What is expected: Copy out each line of the data holding "Pick".
··· Data ···
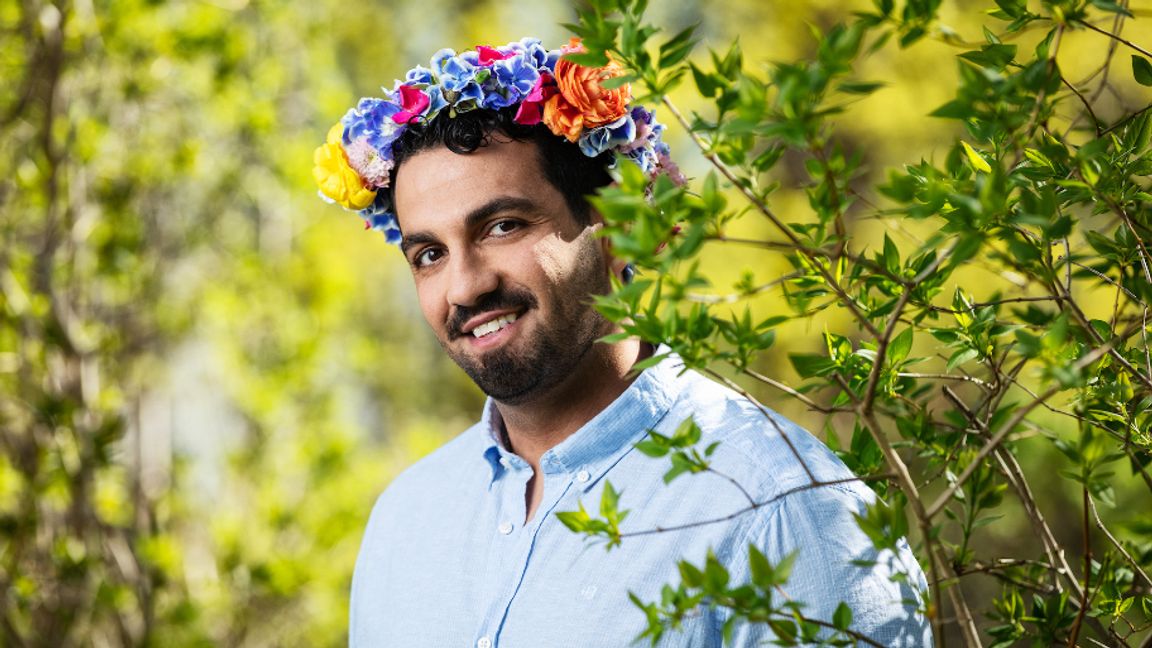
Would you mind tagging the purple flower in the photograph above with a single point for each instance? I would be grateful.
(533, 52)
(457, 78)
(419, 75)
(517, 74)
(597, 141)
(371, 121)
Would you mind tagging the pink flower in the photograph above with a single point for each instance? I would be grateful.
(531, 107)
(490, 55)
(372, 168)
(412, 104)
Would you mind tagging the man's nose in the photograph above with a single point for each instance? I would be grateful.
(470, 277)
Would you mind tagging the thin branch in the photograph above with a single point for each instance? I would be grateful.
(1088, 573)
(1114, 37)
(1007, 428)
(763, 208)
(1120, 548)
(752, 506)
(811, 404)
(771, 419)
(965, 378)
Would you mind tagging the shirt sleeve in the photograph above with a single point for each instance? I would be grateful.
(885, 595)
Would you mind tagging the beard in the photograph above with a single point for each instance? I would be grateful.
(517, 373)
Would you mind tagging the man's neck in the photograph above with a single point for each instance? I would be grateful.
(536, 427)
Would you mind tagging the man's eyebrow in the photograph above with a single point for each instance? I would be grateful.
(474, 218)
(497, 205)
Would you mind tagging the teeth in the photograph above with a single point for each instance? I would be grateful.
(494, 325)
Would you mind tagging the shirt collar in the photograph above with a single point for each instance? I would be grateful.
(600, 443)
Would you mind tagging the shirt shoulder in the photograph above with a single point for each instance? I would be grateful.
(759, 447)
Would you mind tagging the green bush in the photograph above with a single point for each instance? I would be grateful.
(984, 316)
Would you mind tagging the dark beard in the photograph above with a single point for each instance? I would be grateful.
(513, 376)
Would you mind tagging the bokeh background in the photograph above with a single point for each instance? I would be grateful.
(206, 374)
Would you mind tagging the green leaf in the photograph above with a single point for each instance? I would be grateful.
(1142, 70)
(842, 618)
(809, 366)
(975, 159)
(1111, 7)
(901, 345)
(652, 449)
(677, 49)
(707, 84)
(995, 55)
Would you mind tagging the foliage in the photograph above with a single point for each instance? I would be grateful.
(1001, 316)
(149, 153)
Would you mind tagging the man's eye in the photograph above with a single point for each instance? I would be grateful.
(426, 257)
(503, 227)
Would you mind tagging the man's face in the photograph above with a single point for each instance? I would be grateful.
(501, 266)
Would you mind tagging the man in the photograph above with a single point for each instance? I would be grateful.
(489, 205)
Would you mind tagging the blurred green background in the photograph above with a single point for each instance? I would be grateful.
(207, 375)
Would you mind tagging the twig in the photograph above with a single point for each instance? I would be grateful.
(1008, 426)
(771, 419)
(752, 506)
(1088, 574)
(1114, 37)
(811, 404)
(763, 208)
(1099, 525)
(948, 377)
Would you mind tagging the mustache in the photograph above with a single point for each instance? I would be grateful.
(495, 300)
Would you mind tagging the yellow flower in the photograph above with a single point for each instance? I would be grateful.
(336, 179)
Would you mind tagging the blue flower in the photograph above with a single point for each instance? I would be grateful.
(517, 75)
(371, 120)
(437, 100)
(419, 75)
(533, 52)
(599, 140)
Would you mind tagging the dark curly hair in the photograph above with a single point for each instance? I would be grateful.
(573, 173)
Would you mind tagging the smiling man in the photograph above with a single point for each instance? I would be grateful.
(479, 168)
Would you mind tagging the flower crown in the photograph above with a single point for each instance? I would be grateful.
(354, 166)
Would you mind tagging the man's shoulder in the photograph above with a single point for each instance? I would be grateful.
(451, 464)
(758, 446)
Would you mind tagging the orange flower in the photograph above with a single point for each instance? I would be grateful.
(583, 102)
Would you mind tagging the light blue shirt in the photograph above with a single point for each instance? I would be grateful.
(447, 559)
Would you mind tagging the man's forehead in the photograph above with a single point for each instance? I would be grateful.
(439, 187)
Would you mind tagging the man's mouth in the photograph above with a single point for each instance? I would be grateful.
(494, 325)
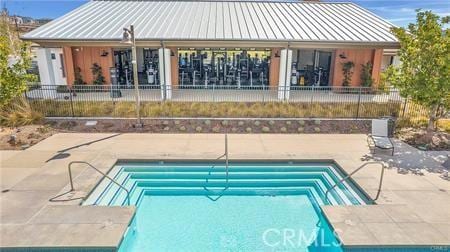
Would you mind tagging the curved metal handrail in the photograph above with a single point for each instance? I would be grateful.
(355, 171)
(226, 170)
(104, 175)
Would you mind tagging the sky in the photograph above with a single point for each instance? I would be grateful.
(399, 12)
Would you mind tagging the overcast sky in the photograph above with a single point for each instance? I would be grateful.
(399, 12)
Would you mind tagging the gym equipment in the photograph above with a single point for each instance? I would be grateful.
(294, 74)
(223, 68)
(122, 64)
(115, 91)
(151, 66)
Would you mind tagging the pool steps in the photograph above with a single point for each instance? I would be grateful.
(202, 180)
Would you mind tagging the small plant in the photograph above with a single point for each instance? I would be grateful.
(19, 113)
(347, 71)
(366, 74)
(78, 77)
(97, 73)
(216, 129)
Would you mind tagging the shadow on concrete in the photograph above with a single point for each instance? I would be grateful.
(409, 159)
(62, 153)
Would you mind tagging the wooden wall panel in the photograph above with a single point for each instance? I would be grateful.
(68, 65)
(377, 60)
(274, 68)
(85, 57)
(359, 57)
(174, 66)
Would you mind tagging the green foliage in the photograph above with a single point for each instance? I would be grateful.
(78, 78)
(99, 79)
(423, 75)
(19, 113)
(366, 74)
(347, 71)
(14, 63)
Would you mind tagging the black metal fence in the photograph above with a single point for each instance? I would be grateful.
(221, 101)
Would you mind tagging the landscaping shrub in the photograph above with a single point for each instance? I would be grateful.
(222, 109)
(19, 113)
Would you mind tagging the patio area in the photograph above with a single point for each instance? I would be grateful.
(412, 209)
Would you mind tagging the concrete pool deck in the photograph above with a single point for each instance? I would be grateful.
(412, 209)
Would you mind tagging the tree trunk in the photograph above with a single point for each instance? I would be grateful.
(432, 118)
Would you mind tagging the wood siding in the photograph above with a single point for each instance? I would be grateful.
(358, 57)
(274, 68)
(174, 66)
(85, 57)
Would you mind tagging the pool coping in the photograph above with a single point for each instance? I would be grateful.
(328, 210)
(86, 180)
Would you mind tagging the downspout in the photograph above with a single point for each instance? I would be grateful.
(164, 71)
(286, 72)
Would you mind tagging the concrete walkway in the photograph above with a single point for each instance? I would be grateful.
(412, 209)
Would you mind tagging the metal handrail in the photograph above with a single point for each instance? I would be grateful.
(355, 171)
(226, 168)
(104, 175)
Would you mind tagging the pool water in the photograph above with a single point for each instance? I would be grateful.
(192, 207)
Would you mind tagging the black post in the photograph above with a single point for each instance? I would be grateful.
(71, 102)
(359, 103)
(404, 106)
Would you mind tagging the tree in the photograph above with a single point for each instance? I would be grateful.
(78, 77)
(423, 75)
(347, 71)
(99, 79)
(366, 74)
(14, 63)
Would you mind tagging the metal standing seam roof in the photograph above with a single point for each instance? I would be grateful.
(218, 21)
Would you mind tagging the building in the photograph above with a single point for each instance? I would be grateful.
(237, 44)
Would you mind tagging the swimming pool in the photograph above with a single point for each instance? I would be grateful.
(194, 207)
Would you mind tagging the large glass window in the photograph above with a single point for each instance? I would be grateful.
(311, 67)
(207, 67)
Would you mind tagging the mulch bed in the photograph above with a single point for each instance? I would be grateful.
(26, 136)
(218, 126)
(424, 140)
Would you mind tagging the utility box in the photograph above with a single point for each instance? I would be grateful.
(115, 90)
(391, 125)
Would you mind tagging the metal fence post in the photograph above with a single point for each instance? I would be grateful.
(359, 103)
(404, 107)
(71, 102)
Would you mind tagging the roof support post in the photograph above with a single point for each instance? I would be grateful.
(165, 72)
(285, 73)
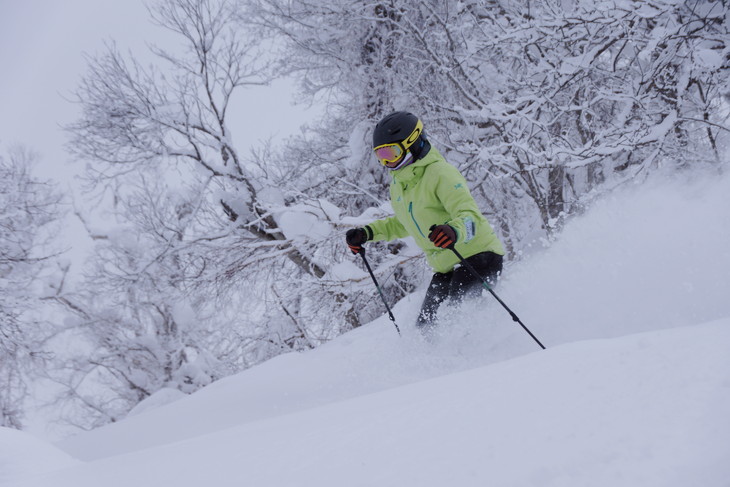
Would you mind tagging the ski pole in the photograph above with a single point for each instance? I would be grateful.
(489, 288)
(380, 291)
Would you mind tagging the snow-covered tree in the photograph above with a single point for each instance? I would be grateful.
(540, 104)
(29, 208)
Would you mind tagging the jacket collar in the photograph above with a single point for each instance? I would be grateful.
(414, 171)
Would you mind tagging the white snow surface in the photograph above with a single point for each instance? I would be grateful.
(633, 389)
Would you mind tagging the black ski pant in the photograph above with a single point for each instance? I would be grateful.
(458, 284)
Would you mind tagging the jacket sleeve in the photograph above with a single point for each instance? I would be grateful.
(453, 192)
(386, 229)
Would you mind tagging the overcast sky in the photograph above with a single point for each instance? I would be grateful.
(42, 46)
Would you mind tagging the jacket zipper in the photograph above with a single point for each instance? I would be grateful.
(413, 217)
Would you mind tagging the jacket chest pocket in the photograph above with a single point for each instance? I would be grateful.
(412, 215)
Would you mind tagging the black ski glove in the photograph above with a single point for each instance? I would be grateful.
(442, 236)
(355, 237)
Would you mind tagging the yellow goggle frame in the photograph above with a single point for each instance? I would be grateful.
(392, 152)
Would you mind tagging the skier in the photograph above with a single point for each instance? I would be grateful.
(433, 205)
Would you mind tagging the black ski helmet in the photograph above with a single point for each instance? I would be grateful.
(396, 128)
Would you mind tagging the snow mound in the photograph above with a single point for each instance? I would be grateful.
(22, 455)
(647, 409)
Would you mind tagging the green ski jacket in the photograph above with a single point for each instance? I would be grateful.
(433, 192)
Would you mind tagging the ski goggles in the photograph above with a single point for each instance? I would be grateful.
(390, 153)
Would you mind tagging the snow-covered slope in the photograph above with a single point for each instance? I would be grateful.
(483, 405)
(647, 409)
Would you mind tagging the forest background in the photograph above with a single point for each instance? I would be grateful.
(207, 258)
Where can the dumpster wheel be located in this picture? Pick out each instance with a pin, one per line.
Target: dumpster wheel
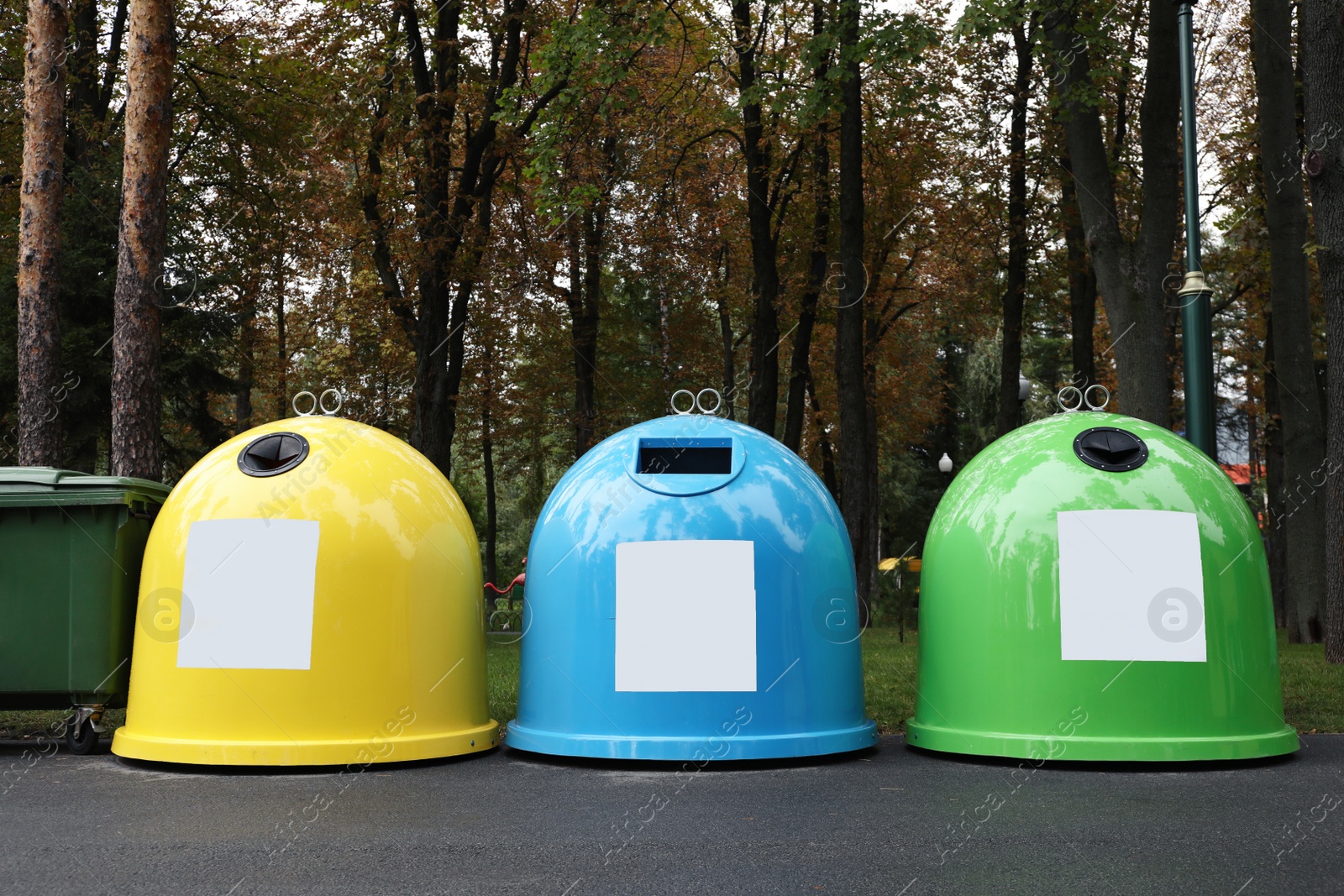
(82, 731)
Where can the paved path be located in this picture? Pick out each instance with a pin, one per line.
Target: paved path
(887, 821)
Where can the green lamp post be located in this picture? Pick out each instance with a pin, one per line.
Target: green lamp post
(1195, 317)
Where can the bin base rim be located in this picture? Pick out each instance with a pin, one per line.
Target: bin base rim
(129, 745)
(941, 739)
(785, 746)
···
Problem solution:
Where can the dumpster wheel be located in this picture? Pick out each instance with a pin, one per line.
Where can the paved path be located in this picture? Pick out each instance with a pin, one per line.
Where can the green lamp post be located in this picture? Pick out each instance with a pin, one per line.
Where can the bin base rim be located in this picture? Pick out each instance with a pin, one per line.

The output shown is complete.